WHAT IS REQUIRED:
In the listing below, find the line that contains "hair, one per animal or object that matches." and the line that contains "on the dark". Quote both and every line between them, exactly, and nothing more.

++++ SUPPLIED DATA ++++

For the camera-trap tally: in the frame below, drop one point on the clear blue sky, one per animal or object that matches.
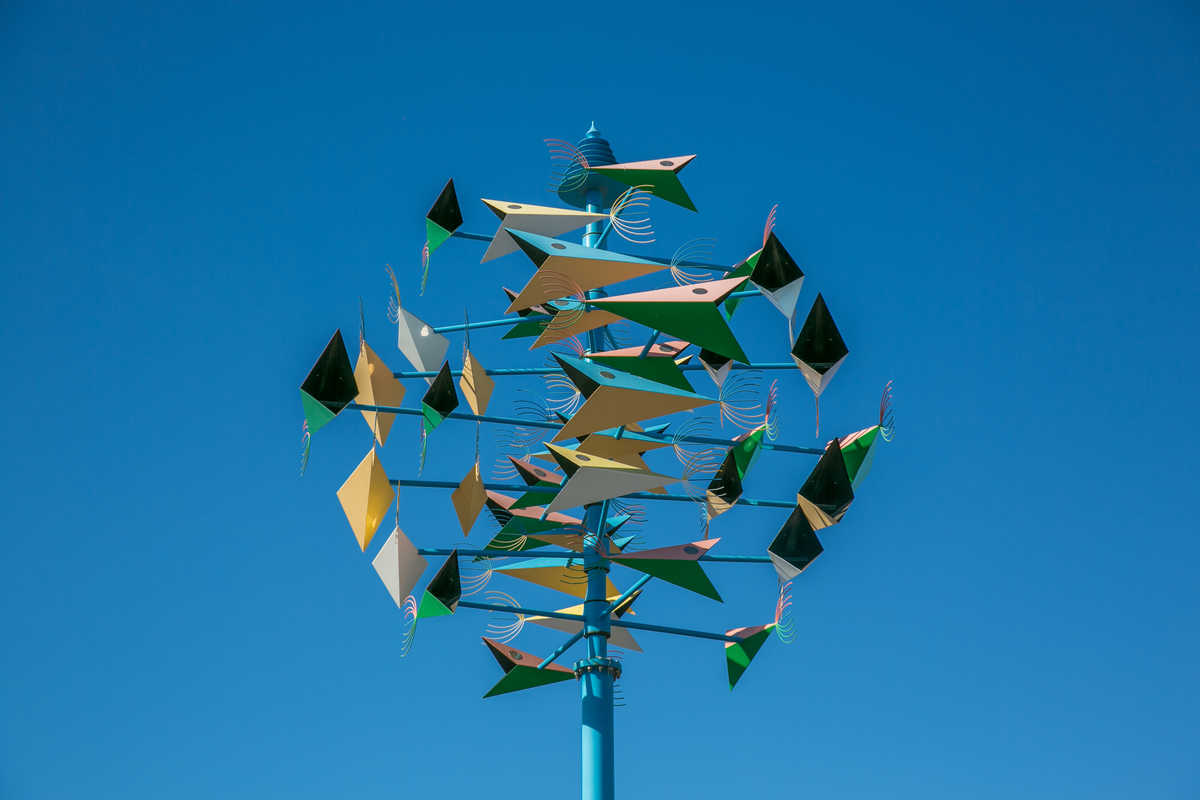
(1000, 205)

++++
++++ SUPPLIED DATA ++++

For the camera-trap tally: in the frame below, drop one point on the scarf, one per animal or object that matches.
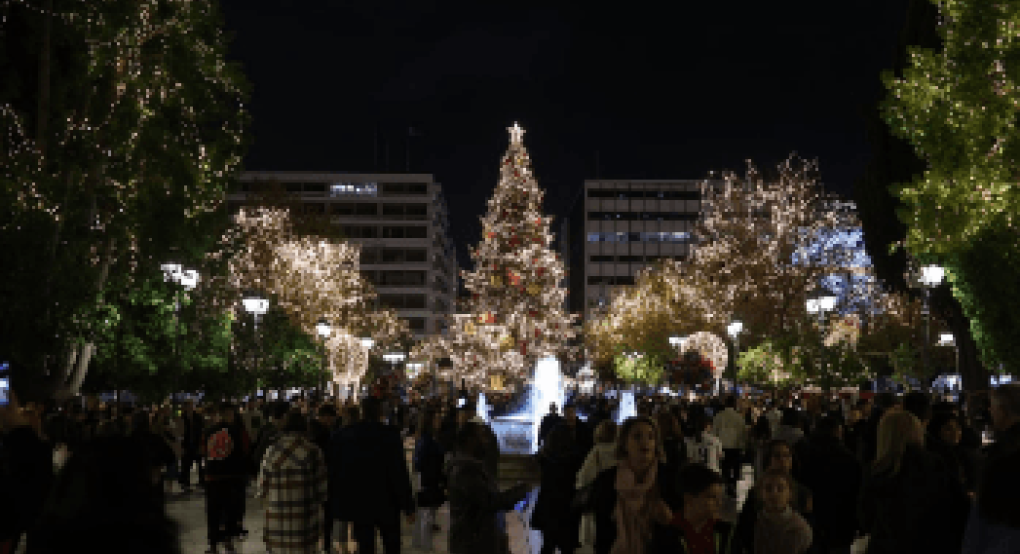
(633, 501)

++++
++++ SUPPLIED DATA ++++

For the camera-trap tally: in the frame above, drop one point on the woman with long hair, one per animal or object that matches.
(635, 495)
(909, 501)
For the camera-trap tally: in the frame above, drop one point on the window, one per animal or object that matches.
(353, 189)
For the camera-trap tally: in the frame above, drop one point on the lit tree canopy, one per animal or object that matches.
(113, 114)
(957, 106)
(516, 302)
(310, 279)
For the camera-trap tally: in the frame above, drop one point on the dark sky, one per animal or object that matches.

++++

TASK RESPONSE:
For the camera-trap tally: in the frame above, drop one point on the woman with long hair, one per animal or object that matches.
(635, 495)
(909, 501)
For the camera-trap tally: in the frame above, drop one point on the window, one per animal or object that matches.
(353, 189)
For the camera-trap tally: in the frame above, drop one point on the lit tree canopy, one per animal or object that matches.
(113, 114)
(957, 106)
(516, 302)
(310, 279)
For the camera-trap tally: in the frame above, drop one point on the dark sky, one per animal or object that matches.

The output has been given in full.